* **PROBLEM**:
Every line below must be copied as written, except for pictures.
============================================================
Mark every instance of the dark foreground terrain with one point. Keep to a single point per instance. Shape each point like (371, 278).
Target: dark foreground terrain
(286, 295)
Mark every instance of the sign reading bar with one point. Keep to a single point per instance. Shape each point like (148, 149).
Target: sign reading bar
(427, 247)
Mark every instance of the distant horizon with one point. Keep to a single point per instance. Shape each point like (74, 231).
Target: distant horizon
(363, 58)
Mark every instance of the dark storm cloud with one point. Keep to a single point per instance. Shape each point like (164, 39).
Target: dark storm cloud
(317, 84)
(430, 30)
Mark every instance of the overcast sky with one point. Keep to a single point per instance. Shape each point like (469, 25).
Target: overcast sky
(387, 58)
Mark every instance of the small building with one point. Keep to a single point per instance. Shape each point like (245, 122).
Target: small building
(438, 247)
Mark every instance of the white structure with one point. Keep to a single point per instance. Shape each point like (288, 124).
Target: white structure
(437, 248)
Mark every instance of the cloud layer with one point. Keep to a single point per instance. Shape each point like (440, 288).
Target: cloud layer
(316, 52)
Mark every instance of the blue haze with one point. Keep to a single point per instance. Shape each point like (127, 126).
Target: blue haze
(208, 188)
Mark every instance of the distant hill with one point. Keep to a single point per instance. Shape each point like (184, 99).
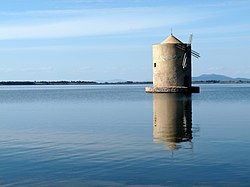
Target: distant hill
(208, 77)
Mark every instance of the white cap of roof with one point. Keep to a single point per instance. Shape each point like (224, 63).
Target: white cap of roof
(171, 40)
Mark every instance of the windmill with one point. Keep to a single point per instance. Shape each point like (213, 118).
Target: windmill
(186, 50)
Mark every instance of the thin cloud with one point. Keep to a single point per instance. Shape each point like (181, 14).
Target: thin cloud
(96, 22)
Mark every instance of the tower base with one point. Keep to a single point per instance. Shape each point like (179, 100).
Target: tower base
(173, 89)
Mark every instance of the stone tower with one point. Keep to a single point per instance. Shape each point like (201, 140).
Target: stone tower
(172, 118)
(172, 67)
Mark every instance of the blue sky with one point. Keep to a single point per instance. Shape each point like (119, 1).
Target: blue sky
(112, 39)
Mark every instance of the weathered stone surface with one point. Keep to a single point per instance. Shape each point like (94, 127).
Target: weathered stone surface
(171, 67)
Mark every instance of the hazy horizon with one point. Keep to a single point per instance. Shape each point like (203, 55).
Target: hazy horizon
(105, 40)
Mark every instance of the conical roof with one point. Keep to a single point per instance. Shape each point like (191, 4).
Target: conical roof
(171, 40)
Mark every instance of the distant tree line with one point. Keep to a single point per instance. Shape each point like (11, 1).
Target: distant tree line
(67, 82)
(221, 82)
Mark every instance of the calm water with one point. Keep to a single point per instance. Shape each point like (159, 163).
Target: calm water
(120, 136)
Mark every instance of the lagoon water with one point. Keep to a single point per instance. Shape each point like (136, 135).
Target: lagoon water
(117, 135)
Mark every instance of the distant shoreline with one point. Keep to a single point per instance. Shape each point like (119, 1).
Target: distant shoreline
(16, 83)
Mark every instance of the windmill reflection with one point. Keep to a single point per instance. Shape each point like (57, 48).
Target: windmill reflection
(172, 119)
============================================================
* **REPLY**:
Mark every instance of the dark foreground terrain with one point. Keep to a single point per instance. Shape each point like (371, 278).
Target: dark foreground terrain
(286, 295)
Mark every instance of the sign reading bar with one point. Keep to a single point per instance. Shape each point like (148, 149).
Target: sign reading bar
(427, 247)
Mark every instance of the distant horizon with one point. Keep to a single point per instance. Shape each point like (74, 231).
Target: distant horizon
(363, 58)
Mark every instance of the dark storm cloud with one point. Keep to a single point per instance. Shape each point like (164, 39).
Target: dark storm cloud
(317, 84)
(430, 30)
Mark every instance of the overcast sky with one point. Keep to a single point per instance. Shape each point like (469, 25).
Target: overcast sky
(387, 58)
Mark every instance of the small building with one point. Keep to a single point per instance. Shape each point like (245, 122).
Target: small building
(438, 247)
Mark every instance of the white structure with one point. Keep to a single point per instance. Shape each point like (288, 124).
Target: white structure
(437, 248)
Mark every instance of the cloud layer with one point. Keep to a single point per instance. Shape each point like (440, 288).
Target: cloud layer
(316, 52)
Mark every instance of the blue haze with one point. Keep to a single point per instance. Shape each point like (127, 126).
Target: blue haze
(208, 188)
Mark every instance of the distant hill with one point. Keep to a single point per instance. Shape each point like (184, 99).
Target: distant hill
(208, 77)
Mark every instance of the white cap of roof with one point. Keep to a single point per instance. Shape each point like (224, 63).
Target: white cap of roof
(171, 40)
Mark every instance of the windmill with one point. Keep to a single point per instance. Shape each point like (213, 118).
Target: windmill
(186, 50)
Mark every instance of the thin cloud with one point. Keep to a single point per instance. Shape each point like (181, 14).
Target: thin cloud
(96, 22)
Mark every instance of the tower base with one point. Keep to a single point per instance. Shape each point like (179, 100).
Target: tower base
(173, 89)
Mark every instance of the stone tower with one point. Keep to a single point per instance. Shape each point like (201, 140).
Target: stone tower
(172, 118)
(172, 67)
Mark every instance of the blue sky with one point. Keep to a single point per instance. Shape each point like (119, 1).
Target: blue sky
(112, 39)
Mark every instance of the weathered stone surface with one point. Keep to a single point per instance. Shape each point like (94, 127).
Target: weathered stone surface
(171, 67)
Mark every instance of the hazy horizon with one point. Keep to a single point per instance. Shape each point like (203, 55).
Target: hazy horizon
(105, 40)
Mark every instance of the conical roof with one point. Keep to a single point per instance. Shape each point like (191, 4).
Target: conical roof
(171, 40)
Mark every instance of the distant tree line with one point. Keep to a single point per instance. Shape each point like (11, 1).
Target: distant tree line
(67, 82)
(221, 82)
Mark every instance of the calm water with one point. Keep to a single point per instance. Shape each point like (159, 163).
Target: calm water
(120, 136)
Mark every instance of the lagoon water with one point. Keep to a single point per instance. Shape each point like (136, 135).
Target: lagoon water
(117, 135)
Mark every instance of the distant shoreline with one point. Keep to a single point per instance. Shape each point like (119, 1).
Target: distant shoreline
(16, 83)
Mark every instance of the windmill reflection with one point. Keep to a single point per instance. Shape each point like (57, 48).
Target: windmill reflection
(172, 119)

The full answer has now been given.